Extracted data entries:

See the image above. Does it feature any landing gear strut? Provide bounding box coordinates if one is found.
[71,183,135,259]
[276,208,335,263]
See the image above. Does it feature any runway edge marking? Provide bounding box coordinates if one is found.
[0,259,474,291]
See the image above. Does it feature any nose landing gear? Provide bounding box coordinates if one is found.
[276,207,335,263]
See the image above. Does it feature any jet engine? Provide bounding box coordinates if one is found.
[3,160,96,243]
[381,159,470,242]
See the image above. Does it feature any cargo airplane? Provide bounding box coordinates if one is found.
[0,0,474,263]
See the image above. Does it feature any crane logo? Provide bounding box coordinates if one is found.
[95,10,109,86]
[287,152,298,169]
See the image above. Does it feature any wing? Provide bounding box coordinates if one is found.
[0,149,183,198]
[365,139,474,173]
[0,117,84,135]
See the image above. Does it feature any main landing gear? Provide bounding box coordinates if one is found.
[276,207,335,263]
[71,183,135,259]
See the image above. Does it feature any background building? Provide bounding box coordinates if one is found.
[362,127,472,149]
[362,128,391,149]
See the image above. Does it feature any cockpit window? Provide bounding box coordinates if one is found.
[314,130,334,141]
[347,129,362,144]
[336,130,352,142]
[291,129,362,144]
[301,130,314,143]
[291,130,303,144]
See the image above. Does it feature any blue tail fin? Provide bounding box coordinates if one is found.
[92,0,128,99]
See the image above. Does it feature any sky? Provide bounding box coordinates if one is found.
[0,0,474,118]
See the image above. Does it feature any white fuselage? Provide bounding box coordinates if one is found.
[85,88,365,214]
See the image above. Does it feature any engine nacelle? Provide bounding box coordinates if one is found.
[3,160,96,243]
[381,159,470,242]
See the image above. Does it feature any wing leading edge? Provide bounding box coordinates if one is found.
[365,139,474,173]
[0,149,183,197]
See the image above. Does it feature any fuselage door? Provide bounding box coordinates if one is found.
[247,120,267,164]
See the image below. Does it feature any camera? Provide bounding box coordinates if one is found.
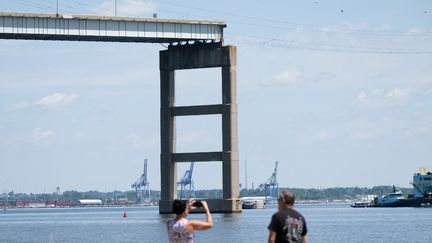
[192,201,202,208]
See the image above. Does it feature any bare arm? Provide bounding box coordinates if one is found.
[302,235,307,243]
[268,230,276,243]
[189,201,213,230]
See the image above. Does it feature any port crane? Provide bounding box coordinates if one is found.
[132,159,151,203]
[177,161,195,199]
[264,161,279,201]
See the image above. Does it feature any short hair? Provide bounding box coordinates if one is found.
[173,199,187,215]
[279,191,295,205]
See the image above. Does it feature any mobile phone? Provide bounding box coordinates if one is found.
[193,201,202,208]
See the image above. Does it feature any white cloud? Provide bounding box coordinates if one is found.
[351,131,377,140]
[405,126,431,136]
[35,93,79,108]
[315,131,329,140]
[386,88,412,99]
[320,22,369,33]
[5,100,32,111]
[32,127,55,142]
[260,69,303,86]
[94,0,157,17]
[354,87,415,106]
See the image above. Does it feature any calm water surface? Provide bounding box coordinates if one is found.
[0,205,432,243]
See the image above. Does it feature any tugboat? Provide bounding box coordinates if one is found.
[369,167,432,207]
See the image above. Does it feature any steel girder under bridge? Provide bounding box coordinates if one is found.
[0,12,241,213]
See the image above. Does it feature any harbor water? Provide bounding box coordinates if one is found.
[0,205,432,243]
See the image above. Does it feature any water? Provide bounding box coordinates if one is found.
[0,205,432,243]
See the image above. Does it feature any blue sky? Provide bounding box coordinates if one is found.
[0,0,432,192]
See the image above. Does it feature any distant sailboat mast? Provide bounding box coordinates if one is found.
[3,190,9,211]
[245,158,247,190]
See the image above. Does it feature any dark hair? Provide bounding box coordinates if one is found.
[279,191,295,205]
[173,199,187,215]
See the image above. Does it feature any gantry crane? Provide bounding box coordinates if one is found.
[132,159,151,203]
[264,161,279,201]
[177,161,195,199]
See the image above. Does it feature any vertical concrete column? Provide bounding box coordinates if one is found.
[222,46,239,199]
[159,52,177,211]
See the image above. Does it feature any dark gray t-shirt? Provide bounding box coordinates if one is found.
[267,208,307,243]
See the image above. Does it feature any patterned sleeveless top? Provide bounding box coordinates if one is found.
[167,218,195,243]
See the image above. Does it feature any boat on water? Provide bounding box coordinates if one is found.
[241,197,266,209]
[351,167,432,208]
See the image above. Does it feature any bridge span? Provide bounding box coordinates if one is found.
[0,12,241,213]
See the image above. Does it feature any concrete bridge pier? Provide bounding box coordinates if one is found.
[159,43,241,214]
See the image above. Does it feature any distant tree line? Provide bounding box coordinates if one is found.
[0,186,412,204]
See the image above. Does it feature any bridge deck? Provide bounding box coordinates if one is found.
[0,12,225,43]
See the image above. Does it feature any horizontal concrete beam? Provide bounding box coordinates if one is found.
[0,12,225,43]
[172,152,223,162]
[171,105,229,116]
[159,43,237,71]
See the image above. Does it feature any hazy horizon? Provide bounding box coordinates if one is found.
[0,0,432,192]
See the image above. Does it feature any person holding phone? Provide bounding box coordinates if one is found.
[167,199,213,243]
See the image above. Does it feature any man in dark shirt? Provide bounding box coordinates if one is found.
[267,191,307,243]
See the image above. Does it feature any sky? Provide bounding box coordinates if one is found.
[0,0,432,193]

DESCRIPTION OF THE TASK:
Pull out every line of the data above and reproduce each one word for word, leaving the pictures out of your answer.

RESPONSE TO THE TASK:
See the image above. Does it feature any landing gear strut? Provide bounding box coordinates if one is found.
[71,183,135,259]
[276,208,335,263]
See the image above. Does it feature any runway edge marking? Provide bounding box coordinates if one is found.
[0,259,474,291]
See the image above. Does it feature any nose landing gear? Provide bounding box coordinates if one is found.
[276,207,335,263]
See the image above. Does it feature any jet engine? Provide bounding box coordinates if one is found.
[3,160,96,243]
[381,159,470,242]
See the image above. Does it feature any cargo airplane? Provide bounding box coordinates if one is found.
[0,0,474,263]
See the image above. Does it feature any crane logo? Provide bounding box coordinates if one is found.
[95,10,109,86]
[287,152,298,169]
See the image above. Does it feature any wing? Provide bounding box coordinates if one is found.
[0,149,183,198]
[365,139,474,173]
[0,117,84,135]
See the image above. Does it feature any main landing gear? Provide bounding box coordinates if one is found.
[276,207,335,263]
[71,183,135,259]
See the image above. Does it feature any background building? Provide bounding box coordinates if one is found.
[362,127,472,149]
[362,128,391,149]
See the image above. Does it feature any cockpit window? Provide bounding box coordinates if one is found.
[314,130,334,141]
[347,129,362,144]
[336,130,352,142]
[291,129,362,144]
[301,130,314,143]
[291,130,303,144]
See the image above. Does it feature any blue tail fin? Provide bounding box coordinates if one is found.
[92,0,128,99]
See the image above. Does it feature any sky? Provide bounding box coordinates if one is found.
[0,0,474,118]
See the image above. Does it feature any white fuselage? Provide bounding box coordinates if one is found.
[85,88,365,214]
See the image above. Does it feature any engine nacelle? Provide bounding box coordinates if one is found.
[3,160,96,243]
[381,159,470,242]
See the image above. Does it feature any wing leading edge? Provide bounding box coordinates if one is found.
[365,139,474,173]
[0,149,183,197]
See the image above. Does it feature any fuselage door? Provide bounding box coordinates if one is found.
[247,120,267,164]
See the image below. Does it feature any camera? Provide bounding box coordinates if one is found.
[192,201,202,208]
See the image above. Does it feature any bare arm? Provide bounding box coordinates if one is found.
[302,235,307,243]
[268,230,276,243]
[189,201,213,230]
See the image above. Does it feature any port crane? Provide bounding box coordinates if one is found.
[132,159,151,203]
[177,161,195,199]
[264,161,279,201]
See the image above. Does it feature any short hair? Provide bounding box coordinates if one is found.
[173,199,187,215]
[279,191,295,205]
See the image above. Does it feature any mobile phone? Provide bounding box coordinates if one is found.
[193,201,202,208]
See the image above. Does it feature any white cloud? Provide bounding box coordinates if one is found.
[351,131,377,140]
[405,126,431,136]
[35,93,79,108]
[315,131,329,140]
[386,88,412,99]
[320,22,369,33]
[5,100,32,111]
[32,127,55,142]
[260,69,303,86]
[94,0,157,17]
[354,87,415,106]
See the image above. Does it feature any calm water surface? Provide bounding box coordinates if one is found.
[0,205,432,243]
See the image above. Does it feature any tugboat? Provide bounding box coordinates if one is found.
[369,167,432,207]
See the image above. Does it feature any steel girder under bridge? Provide bounding box coordinates if one is found.
[0,12,241,213]
See the image above. Does it feature any harbor water? Provide bounding box coordinates if one is found.
[0,205,432,243]
See the image above. Does it feature any water? Provide bounding box coordinates if one is found.
[0,205,432,243]
See the image above. Does it feature any blue sky? Provide bounding box coordinates if one is found.
[0,0,432,192]
See the image above. Does it feature any distant sailboat mast? Provide bounding box coordinates if one is found.
[3,190,9,211]
[245,158,247,190]
See the image above. Does it feature any dark hair? Provide bounding box coordinates if one is found.
[279,191,295,205]
[173,199,187,215]
See the image above. Does it feature any gantry crane? Provide bounding box coordinates if one is found.
[132,159,151,203]
[264,161,279,201]
[177,161,195,199]
See the image above. Does it feature any vertical concrete column? Provide bounding box coordinates if one is found.
[222,46,239,199]
[159,52,177,211]
See the image above. Does it feature any dark gray t-shirt? Provide bounding box coordinates if one is found.
[267,208,307,243]
See the image above. Does it feature any patterned sleeveless top? Provide bounding box coordinates if one is found.
[167,218,195,243]
See the image above. Does it feature any boat on water? Provide bounding box coordinates if one is found.
[241,197,266,209]
[351,167,432,208]
See the image above. Does it feature any bridge span? Provide bounding box coordinates if one is found.
[0,12,241,213]
See the image above. Does it feature any concrete bridge pier? Provide bounding box coordinates if one is found.
[159,43,241,214]
See the image above. Does it feature any distant tree line? Provide bounding box coordinates if one is found.
[0,186,412,204]
See the image above. Does it feature any bridge deck? Provide bounding box coordinates if one is found.
[0,12,225,43]
See the image above. Does it feature any horizontal concrete beam? Provide bounding box coordinates if one is found.
[0,12,225,43]
[172,152,223,162]
[171,105,229,116]
[159,43,237,71]
See the image above. Does it feature any hazy horizon? Provide bounding box coordinates if one is found.
[0,0,432,192]
See the image above. Does it feature any person holding phone? Provide bounding box coordinates if one is found.
[167,199,213,243]
See the image above. Does it feature any man in dark shirt? Provide bounding box coordinates if one is found.
[267,191,307,243]
See the image above. Does it feature any sky? Provide bounding box coordinates if one is found.
[0,0,432,193]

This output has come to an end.